#### Exercise prompt
Every record should be copied exactly, except that pictures are to be omitted.

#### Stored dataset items
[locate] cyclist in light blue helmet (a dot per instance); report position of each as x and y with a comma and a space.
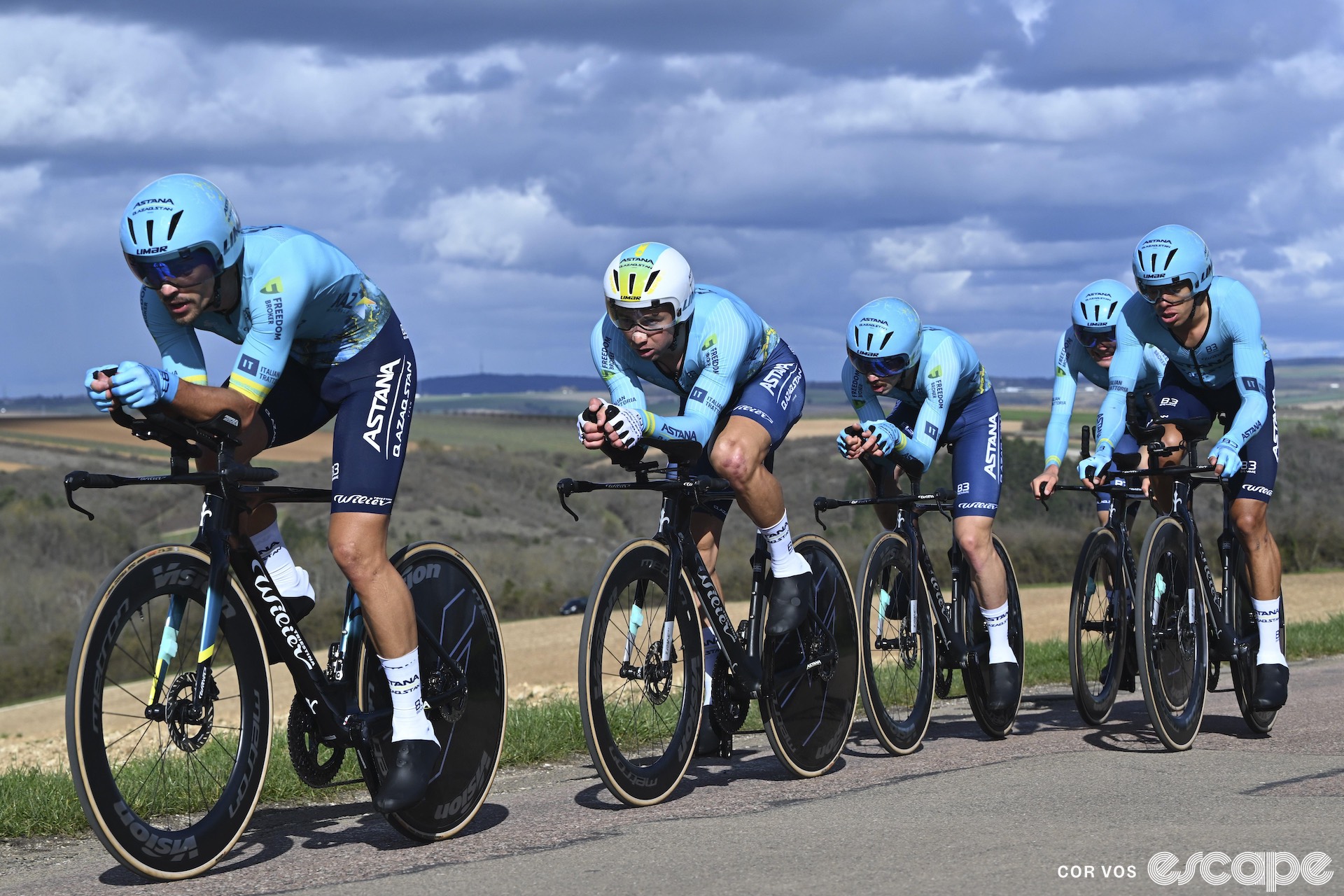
942, 399
318, 340
1210, 330
1086, 349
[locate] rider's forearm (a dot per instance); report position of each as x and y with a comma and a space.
203, 402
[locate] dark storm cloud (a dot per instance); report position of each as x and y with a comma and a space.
981, 159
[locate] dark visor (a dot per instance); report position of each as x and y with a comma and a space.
890, 365
152, 273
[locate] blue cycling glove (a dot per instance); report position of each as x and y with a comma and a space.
101, 400
1093, 466
889, 437
1227, 454
139, 386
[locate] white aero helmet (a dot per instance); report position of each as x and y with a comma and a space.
650, 274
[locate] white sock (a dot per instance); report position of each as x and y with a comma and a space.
292, 580
784, 561
409, 720
711, 660
1266, 621
997, 624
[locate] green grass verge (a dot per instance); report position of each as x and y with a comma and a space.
42, 804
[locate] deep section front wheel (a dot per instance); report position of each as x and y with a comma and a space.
898, 653
465, 696
1097, 626
812, 673
641, 675
169, 783
996, 724
1243, 666
1171, 633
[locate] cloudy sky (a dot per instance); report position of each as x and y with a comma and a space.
483, 162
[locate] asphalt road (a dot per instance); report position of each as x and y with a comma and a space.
964, 814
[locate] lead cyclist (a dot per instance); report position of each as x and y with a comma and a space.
319, 340
1218, 365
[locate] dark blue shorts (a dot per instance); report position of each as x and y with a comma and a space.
974, 437
773, 398
372, 397
1177, 399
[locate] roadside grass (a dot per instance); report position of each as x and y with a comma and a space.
43, 804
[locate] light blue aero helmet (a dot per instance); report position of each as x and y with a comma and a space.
883, 337
178, 223
1168, 255
1097, 309
650, 274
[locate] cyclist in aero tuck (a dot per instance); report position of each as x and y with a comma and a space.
741, 388
1088, 349
942, 398
319, 339
1210, 330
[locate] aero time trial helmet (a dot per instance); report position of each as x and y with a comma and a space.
883, 337
1170, 257
648, 274
1097, 309
178, 223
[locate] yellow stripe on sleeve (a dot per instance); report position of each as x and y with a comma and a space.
249, 387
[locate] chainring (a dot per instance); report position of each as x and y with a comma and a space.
178, 713
727, 713
305, 748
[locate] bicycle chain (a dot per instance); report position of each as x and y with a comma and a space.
304, 747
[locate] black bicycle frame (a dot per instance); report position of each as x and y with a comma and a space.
225, 500
948, 624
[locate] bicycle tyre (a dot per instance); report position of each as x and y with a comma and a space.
808, 713
995, 724
640, 751
452, 605
1172, 648
1097, 626
1243, 668
898, 680
166, 808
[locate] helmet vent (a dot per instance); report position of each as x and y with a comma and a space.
172, 225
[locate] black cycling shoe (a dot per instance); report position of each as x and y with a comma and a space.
790, 599
407, 780
1003, 687
299, 608
1270, 687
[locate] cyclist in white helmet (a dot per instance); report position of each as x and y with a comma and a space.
742, 390
1086, 349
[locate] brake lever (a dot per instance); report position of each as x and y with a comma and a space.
565, 488
74, 481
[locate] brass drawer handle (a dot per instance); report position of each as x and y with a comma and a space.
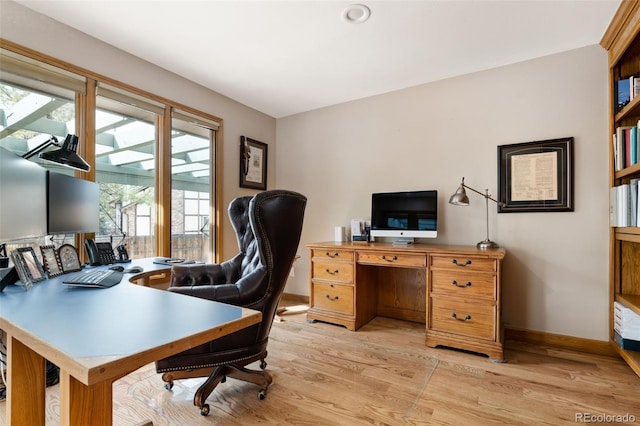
466, 317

#### Result
[locate] cyclist in light blue helmet (a dot per instance); report position of each as x and y with a comma and a space.
942, 399
318, 340
1210, 330
1086, 349
[locate] rider's forearm (a dot per instance); report position of each as x and y with a comma and a space.
203, 402
[locate] dark storm cloud (a dot per instance); report position of each as x and y with a comma and a space.
981, 159
[locate] dark visor (a dot per instance); report position of each as x and y with a comma and a space.
890, 365
152, 273
[locate] blue cycling glove (a dot per instance); report position of each as x and y with a comma and a space.
101, 400
1093, 466
889, 437
1227, 454
139, 386
[locate] white aero helmet (a dot per instance); report position of each as x and y with a comma and a space.
650, 274
[locate] white sock (a dot per instance); report position of each as x and y with a comma and a space.
292, 580
784, 561
409, 720
711, 660
1266, 621
997, 624
[locate] green grass verge (a dot per instance); report position of each as x and y with a comma and a space.
42, 804
[locate] deep section front wheel (a dot per instance); report position of each as x and y with a comma and a space.
898, 653
465, 696
1097, 626
812, 673
641, 675
169, 783
996, 724
1243, 666
1171, 633
[locate] cloudy sky (a dot per instance); report position of each as x and y with a comma and a space.
483, 162
[locate] asphalt road (a dot per instance); report position of each as x and y with a comma and a space.
964, 814
[locate] lead cyclist (a dot per instance); report position of each as x and y with a comma and a space.
319, 340
1218, 365
[locate] dark blue shorts (a dot per instance); report position of each as x and y with a comma and a space.
974, 437
773, 398
372, 397
1177, 399
[locate] roadside grass (a dot per instance); report position of each as x and y with a comma and a space.
43, 804
[locate] light blue aero helmet (a dot per instance); report position of each as x and y with a comma and a space.
883, 337
178, 223
1168, 255
1097, 309
650, 274
[locate] cyclist in aero tuck (a dot per instance); report position of each as x and y with a comma and a space.
741, 388
1088, 349
942, 398
319, 339
1210, 330
[locate] aero time trial helmet (a dot per instance); report position of each as x and y with a comma and a space.
883, 337
1170, 257
648, 274
1097, 309
178, 223
[locate] yellow stripe on sleeve (a dot per instance); report position of each as x and y with a comma and a space.
249, 387
[locate] chainring (a dot per instance); report position of each as x and y with a comma and a space.
178, 713
727, 713
305, 748
[locate] bicycle chain (a dot per instance); report position of each as x and y with a comma and a space.
304, 747
[locate] black bicycle frame (a dot per instance); report position of each as x and y with a comma and a space.
225, 500
948, 624
[locate] bicycle tyre (a dot per instance); report position of each as x and y with a comma and a space.
808, 713
995, 724
640, 751
452, 605
1172, 648
1097, 626
1243, 668
898, 680
166, 808
[locate] helmet vent (a dot per instance); report position of each as x and y with a comma and a space.
172, 225
[locate] black cycling shoe (a dot per instance); report position of each as x and y with a comma and a space.
790, 599
407, 780
1003, 687
299, 608
1270, 687
[locate] cyclist in white helmet (a dot per instance); report position of each as x and y with a comma and a space.
742, 390
1086, 349
[locate] brake lever (a dot per instance); report position of each as x and y with a comma and a space.
565, 488
74, 481
[locate] brass drawer handle (a dot per instance); report position of each as x and y with a comma and a space.
466, 317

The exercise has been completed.